---------- Extracted text ----------

As the world mourns Nelson Mandela, the South African leader who helped to end apartheid, a few Philadelphia area residents recall pivotal moments in his life — and theirs.
For South Africans, the moment Nelson Mandela emerged from prison after 27 years is one that everyone remembers.
Vuyo Dunjwa was 18 and still living in South Africa in 1990 on that day.
“Everybody literally just sat in front of their tellies and we were all glued to see this moment and whether it would actually really happen,” he said. “When the picture finally turned, and he started walking toward everybody, it was like a new day.”
“How euphoric we felt, how energetic, how hopeful we were and how our expectations literally shot through the roof immediately,” he recalled.
Part of the sorrow surrounding Mandela’s death comes from wondering who will be such a powerful moral steward in his absence, he said.
“It is a moment that is filled with sadness but also ripe with opportunity,” Dunjwa said. “It is an opportunity to be able to celebrate who he was, who he has been, what he represents, and also what the possibilities are for not only Africans but everyone else around the world.”
Carol Muller, a South African who now teaches music at the University of Pennsylvania, recalled a man who transcended the ordinary.
“He allowed for a kind of a largeness of vision and a largeness — the sense of what was actually miraculous and impossible in many people’s minds,” she said. “I think what he embodies for many people is not only larger than life but larger in life — just not letting life determine what was possible but pushing forward to shape his circumstances and the circumstances of so many people around him.”

----------

▸ **Work order**
According to the article on Nelson Mandela, how old was Vuyo Dunjwa in 1990? The rows have no connection to the article.

---------- Supplied entries ----------

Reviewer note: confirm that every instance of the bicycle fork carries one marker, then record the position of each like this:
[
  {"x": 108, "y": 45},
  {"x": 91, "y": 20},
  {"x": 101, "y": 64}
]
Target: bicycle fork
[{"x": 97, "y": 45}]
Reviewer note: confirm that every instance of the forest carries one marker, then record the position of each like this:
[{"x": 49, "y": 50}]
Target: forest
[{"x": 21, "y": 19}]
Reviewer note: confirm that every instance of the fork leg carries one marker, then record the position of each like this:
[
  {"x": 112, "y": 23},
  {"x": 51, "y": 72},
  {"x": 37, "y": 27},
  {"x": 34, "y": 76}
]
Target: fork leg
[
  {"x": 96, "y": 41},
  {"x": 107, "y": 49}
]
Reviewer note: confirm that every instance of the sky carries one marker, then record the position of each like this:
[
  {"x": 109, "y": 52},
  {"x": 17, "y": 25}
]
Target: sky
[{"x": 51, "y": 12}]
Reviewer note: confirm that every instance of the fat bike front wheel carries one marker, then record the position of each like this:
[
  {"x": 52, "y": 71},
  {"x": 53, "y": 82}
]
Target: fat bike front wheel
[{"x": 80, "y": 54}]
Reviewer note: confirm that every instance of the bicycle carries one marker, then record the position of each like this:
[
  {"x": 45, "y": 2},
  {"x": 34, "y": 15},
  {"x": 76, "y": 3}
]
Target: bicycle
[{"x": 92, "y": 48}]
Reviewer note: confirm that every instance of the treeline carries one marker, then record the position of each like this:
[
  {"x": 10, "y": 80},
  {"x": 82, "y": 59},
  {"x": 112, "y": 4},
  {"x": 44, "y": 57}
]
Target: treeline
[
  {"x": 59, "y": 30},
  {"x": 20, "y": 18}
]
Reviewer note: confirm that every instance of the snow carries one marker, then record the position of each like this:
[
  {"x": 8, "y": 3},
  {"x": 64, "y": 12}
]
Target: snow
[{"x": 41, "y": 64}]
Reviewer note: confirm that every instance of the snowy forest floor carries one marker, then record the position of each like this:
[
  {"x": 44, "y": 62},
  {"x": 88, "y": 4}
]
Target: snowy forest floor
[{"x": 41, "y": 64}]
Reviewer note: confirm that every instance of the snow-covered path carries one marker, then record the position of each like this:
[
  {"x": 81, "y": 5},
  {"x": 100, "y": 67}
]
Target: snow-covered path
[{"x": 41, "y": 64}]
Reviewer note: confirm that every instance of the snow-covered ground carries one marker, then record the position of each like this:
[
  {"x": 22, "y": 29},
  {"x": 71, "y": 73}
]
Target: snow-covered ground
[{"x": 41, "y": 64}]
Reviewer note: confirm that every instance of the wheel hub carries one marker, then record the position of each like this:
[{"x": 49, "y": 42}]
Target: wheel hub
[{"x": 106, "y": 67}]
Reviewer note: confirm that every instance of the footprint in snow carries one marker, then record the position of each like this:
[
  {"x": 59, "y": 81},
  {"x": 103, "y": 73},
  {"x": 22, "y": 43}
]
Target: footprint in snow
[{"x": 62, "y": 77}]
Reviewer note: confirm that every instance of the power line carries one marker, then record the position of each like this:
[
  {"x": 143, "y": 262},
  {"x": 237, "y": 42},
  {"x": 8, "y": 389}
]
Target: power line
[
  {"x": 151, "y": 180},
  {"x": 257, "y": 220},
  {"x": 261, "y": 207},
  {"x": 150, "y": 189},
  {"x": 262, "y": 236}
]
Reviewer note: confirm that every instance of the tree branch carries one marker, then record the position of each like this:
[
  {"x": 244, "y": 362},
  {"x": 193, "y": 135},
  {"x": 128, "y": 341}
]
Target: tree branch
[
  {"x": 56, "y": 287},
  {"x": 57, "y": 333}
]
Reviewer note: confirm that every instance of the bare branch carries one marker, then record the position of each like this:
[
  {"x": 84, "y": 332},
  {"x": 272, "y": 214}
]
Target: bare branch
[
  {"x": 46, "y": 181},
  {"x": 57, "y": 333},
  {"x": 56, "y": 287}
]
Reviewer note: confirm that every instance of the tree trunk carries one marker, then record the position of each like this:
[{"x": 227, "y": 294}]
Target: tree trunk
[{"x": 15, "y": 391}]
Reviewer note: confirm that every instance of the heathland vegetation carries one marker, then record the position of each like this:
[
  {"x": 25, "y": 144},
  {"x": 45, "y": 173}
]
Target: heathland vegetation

----------

▸ **Response**
He was 18.